═══ Supplied passage

40 Change Makers: Teal Inzunza

This interview has been shortened and condensed for clarity.

Teal Inzunza knew AVP was the right place for her after receiving the call to create AVP’s Economic Empowerment Program (EEP). She’d been looking for a job that would allow her to work at the intersection of trauma and economic justice while also holding an anti-oppressive lens on LGBTQ, people of color, immigrants, and HIV-affected individuals at the forefront of the work.

Teal understands the intense economic impact of experiencing violence. Her work helps us understand that including economic justice in trauma work is a crucial part of supporting survivors in moving forward. At AVP, she says she witnessed the incredible capacity that individuals and communities have to heal and be resilient. 

Teal was responsible for creating and building AVP’s first ever Economic Empowerment Program in 2015, which supports LGBTQ and HIV-affected survivors in navigating the economic impact of violence. 

What moved/inspired you to work at AVP?

I felt very personally moved to work with the community AVP serves. At the time, and still to this day, I felt that working with those most impacted by oppression is what I was meant to do.  If I wasn’t including LGBTQ & HIV-affected individuals in my activism work, then my work was incomplete. I was incredibly excited to bring economic justice work to life at AVP in an initiative that was brand new to the organization and, in many ways, to the city.

══════
═══ Entries shown

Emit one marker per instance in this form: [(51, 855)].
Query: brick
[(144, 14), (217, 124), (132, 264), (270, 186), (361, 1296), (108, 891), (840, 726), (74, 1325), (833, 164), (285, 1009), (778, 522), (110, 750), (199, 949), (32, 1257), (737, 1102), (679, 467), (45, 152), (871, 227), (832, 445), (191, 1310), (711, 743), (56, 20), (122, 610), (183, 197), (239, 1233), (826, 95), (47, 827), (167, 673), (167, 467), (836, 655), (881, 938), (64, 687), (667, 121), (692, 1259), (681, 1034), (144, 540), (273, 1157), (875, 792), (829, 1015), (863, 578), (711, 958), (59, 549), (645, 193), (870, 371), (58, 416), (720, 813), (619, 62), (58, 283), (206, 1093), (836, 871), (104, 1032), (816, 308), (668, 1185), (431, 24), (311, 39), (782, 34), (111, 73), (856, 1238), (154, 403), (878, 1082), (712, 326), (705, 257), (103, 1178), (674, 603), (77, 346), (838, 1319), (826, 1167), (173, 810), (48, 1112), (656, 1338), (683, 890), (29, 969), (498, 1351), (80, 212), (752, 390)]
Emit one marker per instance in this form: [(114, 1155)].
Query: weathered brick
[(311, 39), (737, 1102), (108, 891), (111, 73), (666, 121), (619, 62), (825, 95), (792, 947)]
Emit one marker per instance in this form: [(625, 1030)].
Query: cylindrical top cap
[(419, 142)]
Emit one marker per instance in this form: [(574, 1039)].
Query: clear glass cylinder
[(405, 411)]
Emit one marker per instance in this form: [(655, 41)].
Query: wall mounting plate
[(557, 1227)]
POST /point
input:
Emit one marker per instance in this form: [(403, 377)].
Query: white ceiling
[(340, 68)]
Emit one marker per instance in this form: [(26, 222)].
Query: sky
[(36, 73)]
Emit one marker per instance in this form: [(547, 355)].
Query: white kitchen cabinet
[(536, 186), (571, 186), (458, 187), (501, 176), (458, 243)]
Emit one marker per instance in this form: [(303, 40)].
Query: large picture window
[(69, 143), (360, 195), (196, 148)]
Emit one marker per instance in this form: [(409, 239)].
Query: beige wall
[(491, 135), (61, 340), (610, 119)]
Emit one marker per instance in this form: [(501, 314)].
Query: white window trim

══════

• Instructions:
[A] In the interview with Teal Inzunza, what year did she create AVP's first Economic Empowerment Program?
[B] Print the part of the Teal Inzunza interview from "Teal Inzunza knew" up to and including "of the work.".

• Solutions for each task:
[A] 2015

[B]
Teal Inzunza knew AVP was the right place for her after receiving the call to create AVP’s Economic Empowerment Program (EEP). She’d been looking for a job that would allow her to work at the intersection of trauma and economic justice while also holding an anti-oppressive lens on LGBTQ, people of color, immigrants, and HIV-affected individuals at the forefront of the work.